What you need to do:
List every line of the rows below that contains the string "vanity", matching its case exactly.

Given data:
----
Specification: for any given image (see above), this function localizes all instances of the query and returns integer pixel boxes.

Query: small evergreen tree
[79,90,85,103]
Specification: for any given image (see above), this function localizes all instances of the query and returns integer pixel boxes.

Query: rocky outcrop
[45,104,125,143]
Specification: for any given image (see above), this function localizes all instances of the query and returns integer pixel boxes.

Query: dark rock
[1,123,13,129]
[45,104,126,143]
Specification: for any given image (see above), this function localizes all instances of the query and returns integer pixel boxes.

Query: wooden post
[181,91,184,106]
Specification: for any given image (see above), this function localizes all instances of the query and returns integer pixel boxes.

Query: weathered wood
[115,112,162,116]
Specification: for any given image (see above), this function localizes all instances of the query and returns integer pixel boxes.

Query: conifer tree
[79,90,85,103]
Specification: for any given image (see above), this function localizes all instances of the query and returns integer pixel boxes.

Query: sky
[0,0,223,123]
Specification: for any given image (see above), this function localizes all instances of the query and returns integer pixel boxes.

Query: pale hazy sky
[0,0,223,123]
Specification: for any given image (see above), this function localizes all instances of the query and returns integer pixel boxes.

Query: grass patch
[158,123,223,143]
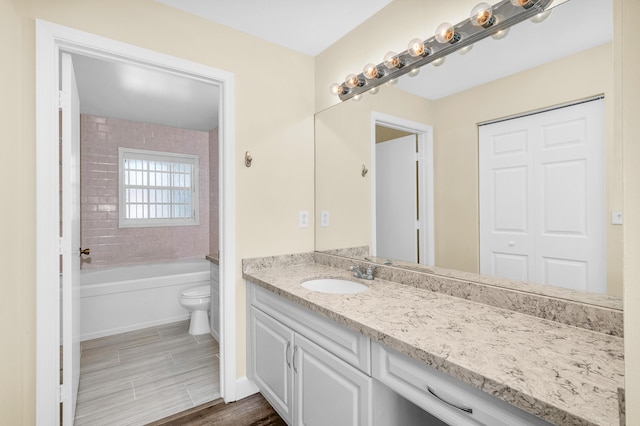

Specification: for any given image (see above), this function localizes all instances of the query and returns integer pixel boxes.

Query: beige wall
[0,0,314,425]
[0,0,36,425]
[614,0,640,426]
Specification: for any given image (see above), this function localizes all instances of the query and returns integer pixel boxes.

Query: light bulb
[458,44,473,55]
[436,22,460,44]
[384,51,404,69]
[511,0,535,9]
[407,38,431,58]
[469,2,496,28]
[431,56,445,67]
[491,27,511,40]
[344,74,364,89]
[530,9,552,24]
[329,83,344,96]
[362,64,382,80]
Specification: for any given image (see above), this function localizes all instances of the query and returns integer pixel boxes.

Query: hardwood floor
[75,321,220,426]
[148,393,286,426]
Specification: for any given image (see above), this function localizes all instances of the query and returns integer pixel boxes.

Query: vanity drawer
[371,342,550,426]
[247,283,371,376]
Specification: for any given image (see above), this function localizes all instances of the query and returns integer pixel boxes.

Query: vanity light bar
[330,0,553,101]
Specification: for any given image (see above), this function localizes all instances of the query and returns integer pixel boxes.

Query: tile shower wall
[80,115,210,269]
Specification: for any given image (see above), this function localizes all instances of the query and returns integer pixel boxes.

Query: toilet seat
[180,285,211,299]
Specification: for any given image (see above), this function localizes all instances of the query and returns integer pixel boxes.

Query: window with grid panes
[118,147,199,228]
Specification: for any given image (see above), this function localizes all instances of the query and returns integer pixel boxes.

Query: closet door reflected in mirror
[479,99,606,293]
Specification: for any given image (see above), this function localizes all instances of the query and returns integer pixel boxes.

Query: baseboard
[80,313,190,342]
[236,376,260,401]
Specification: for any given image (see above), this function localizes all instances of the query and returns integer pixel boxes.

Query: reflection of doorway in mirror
[371,112,435,265]
[376,134,424,263]
[479,99,606,293]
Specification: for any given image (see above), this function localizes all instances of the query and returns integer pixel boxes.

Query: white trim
[236,376,260,401]
[370,111,435,265]
[36,19,237,425]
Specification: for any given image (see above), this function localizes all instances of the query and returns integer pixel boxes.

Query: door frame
[370,111,435,265]
[35,19,242,425]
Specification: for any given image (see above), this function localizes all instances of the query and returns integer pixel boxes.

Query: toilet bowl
[180,285,211,334]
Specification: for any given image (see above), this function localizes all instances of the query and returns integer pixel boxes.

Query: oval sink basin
[302,278,369,294]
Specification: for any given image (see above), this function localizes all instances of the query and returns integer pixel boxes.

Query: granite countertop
[243,263,624,426]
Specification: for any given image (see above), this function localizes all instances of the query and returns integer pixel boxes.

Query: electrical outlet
[298,210,309,228]
[320,210,329,228]
[611,211,622,225]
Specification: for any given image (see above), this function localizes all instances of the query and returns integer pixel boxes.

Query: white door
[479,100,606,293]
[375,135,419,263]
[293,334,373,426]
[60,53,80,426]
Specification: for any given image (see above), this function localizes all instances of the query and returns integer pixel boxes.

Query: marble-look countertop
[243,263,624,426]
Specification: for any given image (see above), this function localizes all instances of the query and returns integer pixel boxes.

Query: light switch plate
[298,210,309,228]
[320,210,329,228]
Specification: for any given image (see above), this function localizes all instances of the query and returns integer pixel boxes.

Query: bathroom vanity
[244,253,624,426]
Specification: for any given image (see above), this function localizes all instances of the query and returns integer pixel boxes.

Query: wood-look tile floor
[75,321,220,426]
[148,393,287,426]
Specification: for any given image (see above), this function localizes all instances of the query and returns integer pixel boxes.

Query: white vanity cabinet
[371,343,551,426]
[247,283,549,426]
[247,284,372,426]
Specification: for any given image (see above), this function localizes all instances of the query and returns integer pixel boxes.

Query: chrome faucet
[349,263,376,280]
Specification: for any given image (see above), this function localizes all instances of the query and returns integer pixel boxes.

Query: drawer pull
[293,345,298,374]
[427,386,473,414]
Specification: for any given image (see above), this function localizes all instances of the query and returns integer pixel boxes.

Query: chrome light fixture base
[334,0,553,101]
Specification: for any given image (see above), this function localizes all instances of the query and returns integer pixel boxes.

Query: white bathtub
[80,259,210,340]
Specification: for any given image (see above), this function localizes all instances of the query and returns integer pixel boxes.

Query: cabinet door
[293,334,372,426]
[249,306,294,424]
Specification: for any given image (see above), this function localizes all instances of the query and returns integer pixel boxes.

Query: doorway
[371,112,435,265]
[36,20,236,424]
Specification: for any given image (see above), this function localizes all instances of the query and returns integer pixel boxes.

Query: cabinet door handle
[284,340,291,368]
[427,385,473,414]
[293,345,298,374]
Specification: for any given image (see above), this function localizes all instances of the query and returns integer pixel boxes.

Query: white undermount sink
[302,278,369,294]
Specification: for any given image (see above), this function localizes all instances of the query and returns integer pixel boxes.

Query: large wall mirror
[315,0,623,307]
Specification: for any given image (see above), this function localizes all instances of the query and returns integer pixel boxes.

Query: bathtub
[80,259,210,340]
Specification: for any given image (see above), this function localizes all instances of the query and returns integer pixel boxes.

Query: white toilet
[180,285,211,334]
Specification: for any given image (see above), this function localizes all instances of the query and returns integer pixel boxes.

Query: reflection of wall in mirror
----
Correct response:
Query: vanity drawer
Query: vanity light bar
Query: bathroom vanity
Query: white vanity cabinet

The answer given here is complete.